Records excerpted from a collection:

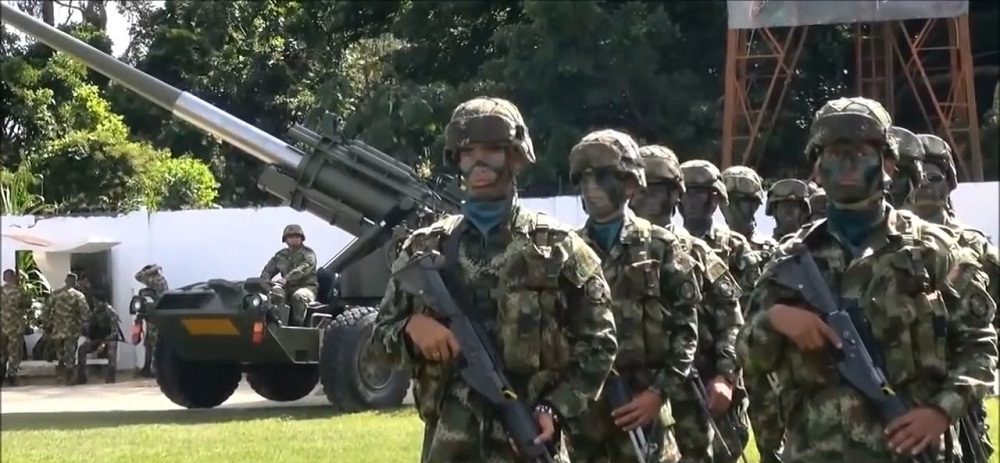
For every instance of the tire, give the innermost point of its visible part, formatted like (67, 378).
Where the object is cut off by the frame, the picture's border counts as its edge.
(347, 385)
(283, 382)
(194, 384)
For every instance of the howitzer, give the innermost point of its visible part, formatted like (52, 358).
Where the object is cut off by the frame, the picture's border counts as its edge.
(217, 330)
(853, 360)
(481, 368)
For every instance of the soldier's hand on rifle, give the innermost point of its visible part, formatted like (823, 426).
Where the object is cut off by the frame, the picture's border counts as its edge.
(435, 341)
(918, 428)
(720, 395)
(641, 411)
(806, 329)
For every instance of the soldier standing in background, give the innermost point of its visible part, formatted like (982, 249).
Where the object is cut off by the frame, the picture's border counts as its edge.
(103, 331)
(532, 285)
(14, 306)
(719, 315)
(920, 301)
(152, 277)
(297, 266)
(788, 203)
(909, 172)
(655, 288)
(68, 309)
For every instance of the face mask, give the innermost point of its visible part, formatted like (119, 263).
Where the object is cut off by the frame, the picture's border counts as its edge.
(657, 202)
(603, 194)
(788, 217)
(739, 213)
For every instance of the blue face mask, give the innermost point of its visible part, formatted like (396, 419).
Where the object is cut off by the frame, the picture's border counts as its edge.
(486, 216)
(605, 234)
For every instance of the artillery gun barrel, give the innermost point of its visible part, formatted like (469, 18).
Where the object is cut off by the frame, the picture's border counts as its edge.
(184, 105)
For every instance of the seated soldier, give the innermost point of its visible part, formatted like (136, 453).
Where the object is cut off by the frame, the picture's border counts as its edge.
(297, 266)
(103, 332)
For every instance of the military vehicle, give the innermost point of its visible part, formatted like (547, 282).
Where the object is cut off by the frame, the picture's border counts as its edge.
(211, 333)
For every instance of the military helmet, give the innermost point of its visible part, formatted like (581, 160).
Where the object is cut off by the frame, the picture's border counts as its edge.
(607, 149)
(661, 165)
(854, 118)
(743, 180)
(487, 120)
(701, 173)
(911, 152)
(787, 189)
(937, 151)
(292, 229)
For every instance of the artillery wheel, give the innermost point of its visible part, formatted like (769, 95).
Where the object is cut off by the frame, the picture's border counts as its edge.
(194, 384)
(350, 380)
(283, 382)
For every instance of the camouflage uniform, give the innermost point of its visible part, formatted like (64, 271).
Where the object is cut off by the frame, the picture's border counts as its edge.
(152, 277)
(937, 152)
(909, 170)
(719, 318)
(102, 331)
(937, 346)
(535, 287)
(655, 288)
(14, 306)
(298, 267)
(788, 190)
(68, 309)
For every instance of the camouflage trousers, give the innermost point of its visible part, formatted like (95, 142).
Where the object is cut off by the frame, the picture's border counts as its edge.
(594, 438)
(765, 417)
(459, 435)
(12, 340)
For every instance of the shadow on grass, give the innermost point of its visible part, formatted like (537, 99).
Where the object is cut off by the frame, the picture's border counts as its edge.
(104, 419)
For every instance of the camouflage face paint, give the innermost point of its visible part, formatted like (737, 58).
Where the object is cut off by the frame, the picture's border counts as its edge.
(850, 171)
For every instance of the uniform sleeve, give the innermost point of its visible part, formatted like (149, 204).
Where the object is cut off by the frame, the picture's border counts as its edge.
(971, 339)
(389, 341)
(681, 291)
(304, 270)
(270, 268)
(722, 301)
(590, 330)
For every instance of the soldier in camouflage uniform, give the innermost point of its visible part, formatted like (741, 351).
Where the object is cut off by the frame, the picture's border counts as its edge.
(14, 306)
(297, 266)
(103, 331)
(534, 287)
(932, 202)
(152, 277)
(922, 302)
(788, 203)
(655, 287)
(909, 172)
(68, 310)
(719, 316)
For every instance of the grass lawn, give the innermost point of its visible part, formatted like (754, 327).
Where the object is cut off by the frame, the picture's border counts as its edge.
(227, 435)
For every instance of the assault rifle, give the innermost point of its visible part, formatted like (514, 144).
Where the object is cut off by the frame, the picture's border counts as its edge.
(854, 362)
(481, 367)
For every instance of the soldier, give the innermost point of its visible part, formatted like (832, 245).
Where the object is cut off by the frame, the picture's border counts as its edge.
(151, 276)
(909, 172)
(68, 308)
(746, 194)
(905, 277)
(788, 203)
(103, 331)
(719, 316)
(932, 202)
(655, 287)
(535, 288)
(817, 204)
(14, 306)
(297, 266)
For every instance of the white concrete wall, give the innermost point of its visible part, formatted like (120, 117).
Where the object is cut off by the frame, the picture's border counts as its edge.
(197, 245)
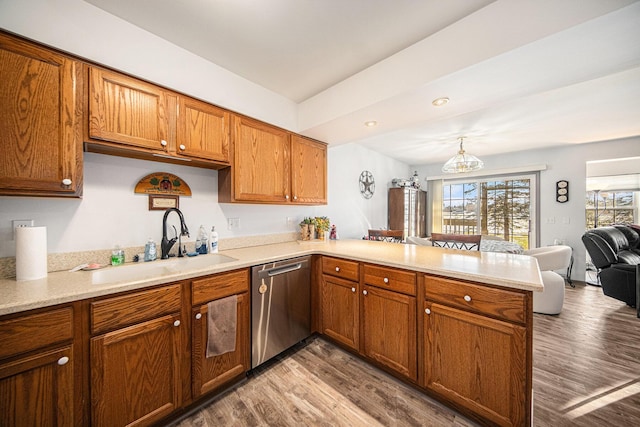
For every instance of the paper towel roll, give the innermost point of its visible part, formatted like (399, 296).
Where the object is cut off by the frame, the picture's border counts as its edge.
(31, 253)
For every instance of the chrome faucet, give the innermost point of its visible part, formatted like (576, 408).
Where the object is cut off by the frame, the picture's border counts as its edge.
(166, 244)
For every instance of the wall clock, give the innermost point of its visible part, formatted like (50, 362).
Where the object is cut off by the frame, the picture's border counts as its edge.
(562, 191)
(367, 184)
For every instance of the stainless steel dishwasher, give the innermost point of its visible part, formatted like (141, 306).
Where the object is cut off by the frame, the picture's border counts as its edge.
(280, 307)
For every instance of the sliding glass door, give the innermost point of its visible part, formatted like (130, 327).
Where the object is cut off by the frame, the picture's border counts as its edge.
(502, 207)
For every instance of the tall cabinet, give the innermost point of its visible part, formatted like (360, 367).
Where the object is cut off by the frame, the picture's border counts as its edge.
(408, 211)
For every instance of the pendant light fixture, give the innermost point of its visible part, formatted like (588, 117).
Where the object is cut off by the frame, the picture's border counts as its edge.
(462, 162)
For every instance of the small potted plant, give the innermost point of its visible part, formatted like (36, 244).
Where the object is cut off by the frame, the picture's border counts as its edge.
(306, 228)
(322, 226)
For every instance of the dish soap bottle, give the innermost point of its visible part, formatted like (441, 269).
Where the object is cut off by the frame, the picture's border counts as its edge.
(150, 252)
(213, 239)
(117, 256)
(202, 237)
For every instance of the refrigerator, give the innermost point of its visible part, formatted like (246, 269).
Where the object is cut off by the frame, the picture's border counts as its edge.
(408, 211)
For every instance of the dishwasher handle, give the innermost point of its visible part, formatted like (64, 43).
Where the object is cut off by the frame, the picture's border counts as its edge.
(282, 269)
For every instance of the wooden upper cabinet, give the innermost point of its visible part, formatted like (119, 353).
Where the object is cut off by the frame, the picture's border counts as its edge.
(308, 171)
(132, 118)
(271, 165)
(203, 130)
(40, 121)
(261, 162)
(127, 111)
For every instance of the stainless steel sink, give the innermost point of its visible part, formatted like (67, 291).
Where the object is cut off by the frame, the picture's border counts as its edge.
(149, 270)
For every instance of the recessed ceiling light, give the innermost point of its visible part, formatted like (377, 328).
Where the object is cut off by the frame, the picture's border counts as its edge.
(439, 102)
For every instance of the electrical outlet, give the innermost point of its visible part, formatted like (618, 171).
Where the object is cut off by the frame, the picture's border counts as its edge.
(233, 223)
(20, 223)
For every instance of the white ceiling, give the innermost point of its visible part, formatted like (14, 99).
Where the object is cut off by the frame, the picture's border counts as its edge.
(521, 74)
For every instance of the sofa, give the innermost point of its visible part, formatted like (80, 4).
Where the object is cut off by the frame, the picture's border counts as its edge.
(615, 252)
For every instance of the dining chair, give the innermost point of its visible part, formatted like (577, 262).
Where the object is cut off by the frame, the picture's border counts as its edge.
(395, 236)
(457, 241)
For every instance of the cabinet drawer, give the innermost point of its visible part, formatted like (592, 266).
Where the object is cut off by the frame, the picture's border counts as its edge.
(498, 303)
(340, 268)
(117, 312)
(34, 331)
(390, 278)
(219, 286)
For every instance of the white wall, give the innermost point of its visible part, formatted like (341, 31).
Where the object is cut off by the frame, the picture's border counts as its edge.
(110, 213)
(564, 221)
(352, 213)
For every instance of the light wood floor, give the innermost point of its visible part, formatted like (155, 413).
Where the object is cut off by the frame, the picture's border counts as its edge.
(586, 372)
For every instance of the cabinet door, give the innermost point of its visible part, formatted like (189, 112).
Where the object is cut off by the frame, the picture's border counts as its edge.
(127, 111)
(340, 310)
(38, 390)
(135, 373)
(261, 162)
(40, 121)
(476, 362)
(308, 171)
(213, 372)
(203, 130)
(389, 325)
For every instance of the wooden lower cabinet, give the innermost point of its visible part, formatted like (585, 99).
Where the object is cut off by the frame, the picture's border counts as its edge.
(135, 373)
(389, 325)
(38, 390)
(340, 310)
(476, 362)
(212, 373)
(37, 369)
(136, 357)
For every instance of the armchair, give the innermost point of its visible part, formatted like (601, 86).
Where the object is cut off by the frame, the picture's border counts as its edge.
(615, 252)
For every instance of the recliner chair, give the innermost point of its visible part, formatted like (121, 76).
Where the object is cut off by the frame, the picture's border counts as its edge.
(615, 252)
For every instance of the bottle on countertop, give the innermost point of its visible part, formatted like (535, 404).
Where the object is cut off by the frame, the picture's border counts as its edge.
(150, 251)
(213, 239)
(117, 256)
(202, 241)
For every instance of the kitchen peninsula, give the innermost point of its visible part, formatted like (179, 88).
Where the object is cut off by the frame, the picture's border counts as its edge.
(445, 305)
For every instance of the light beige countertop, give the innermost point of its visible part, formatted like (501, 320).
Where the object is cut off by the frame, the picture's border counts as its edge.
(502, 269)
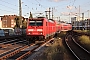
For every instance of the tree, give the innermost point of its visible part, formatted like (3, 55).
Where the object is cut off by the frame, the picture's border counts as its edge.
(17, 22)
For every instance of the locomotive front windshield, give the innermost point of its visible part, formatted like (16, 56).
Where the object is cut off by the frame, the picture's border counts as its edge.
(36, 23)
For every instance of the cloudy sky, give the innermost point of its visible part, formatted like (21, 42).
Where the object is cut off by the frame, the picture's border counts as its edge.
(61, 8)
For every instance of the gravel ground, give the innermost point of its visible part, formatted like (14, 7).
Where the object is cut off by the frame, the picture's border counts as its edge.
(58, 52)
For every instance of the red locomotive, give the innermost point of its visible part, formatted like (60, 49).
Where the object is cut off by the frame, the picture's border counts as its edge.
(40, 28)
(65, 27)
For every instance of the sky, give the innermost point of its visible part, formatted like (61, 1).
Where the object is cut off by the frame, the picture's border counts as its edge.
(65, 9)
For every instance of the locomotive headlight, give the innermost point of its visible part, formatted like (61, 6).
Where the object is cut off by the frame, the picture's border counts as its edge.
(41, 33)
(30, 29)
(39, 30)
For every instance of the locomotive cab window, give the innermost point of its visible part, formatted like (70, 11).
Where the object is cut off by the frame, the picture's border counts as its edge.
(36, 23)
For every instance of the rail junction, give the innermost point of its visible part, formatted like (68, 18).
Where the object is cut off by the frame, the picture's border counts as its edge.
(77, 50)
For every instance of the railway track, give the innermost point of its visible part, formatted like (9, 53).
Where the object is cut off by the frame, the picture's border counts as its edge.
(21, 52)
(78, 51)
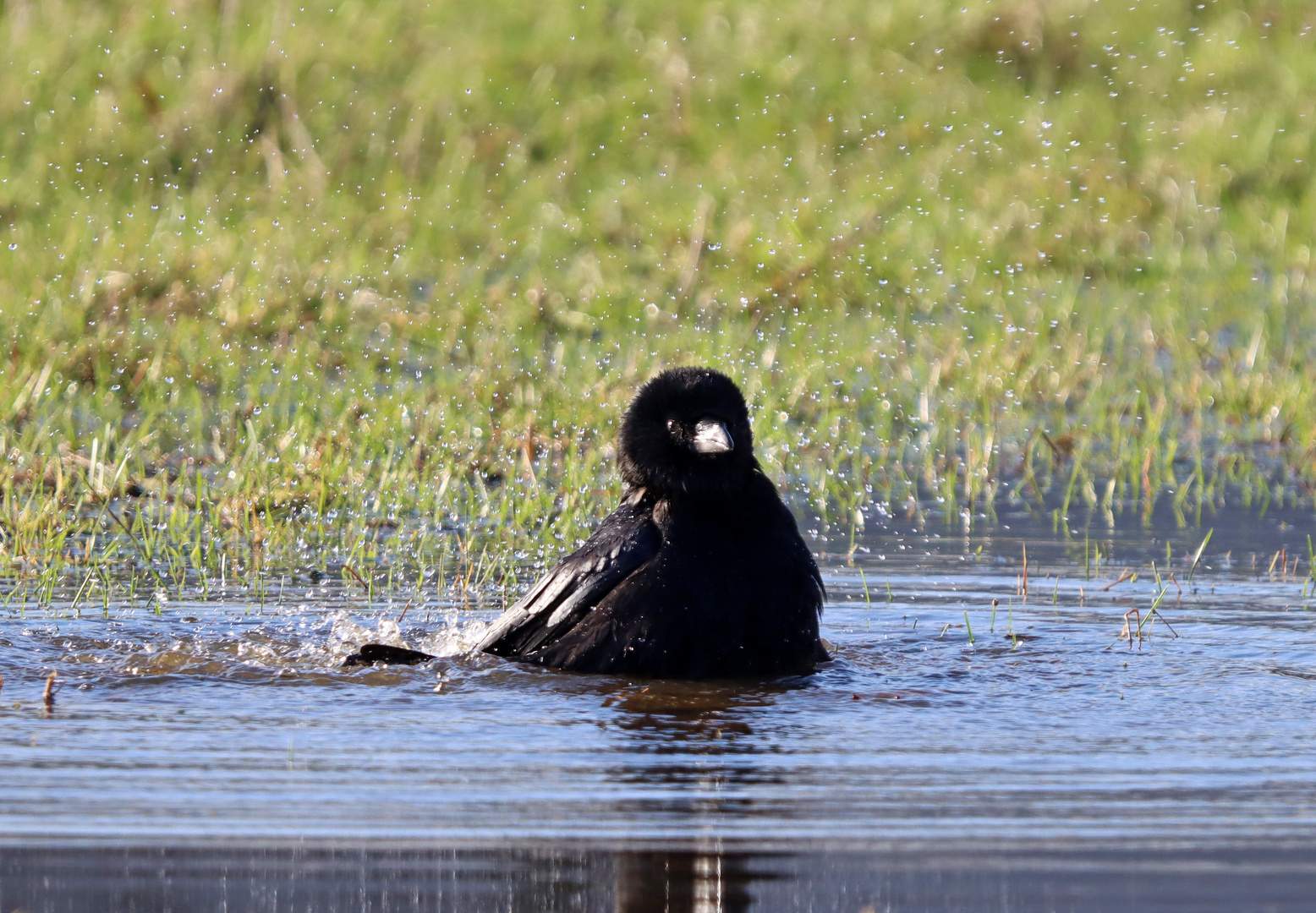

[What is expected] Please go over the data above and copy each line with "rifle" in it.

[Reply to the exercise]
For every instance of the soldier's hand on rifle, give the innermost point of its visible part, formatted like (823, 426).
For every instance of the assault rifle, give the innermost point of its visible part, formatted like (514, 144).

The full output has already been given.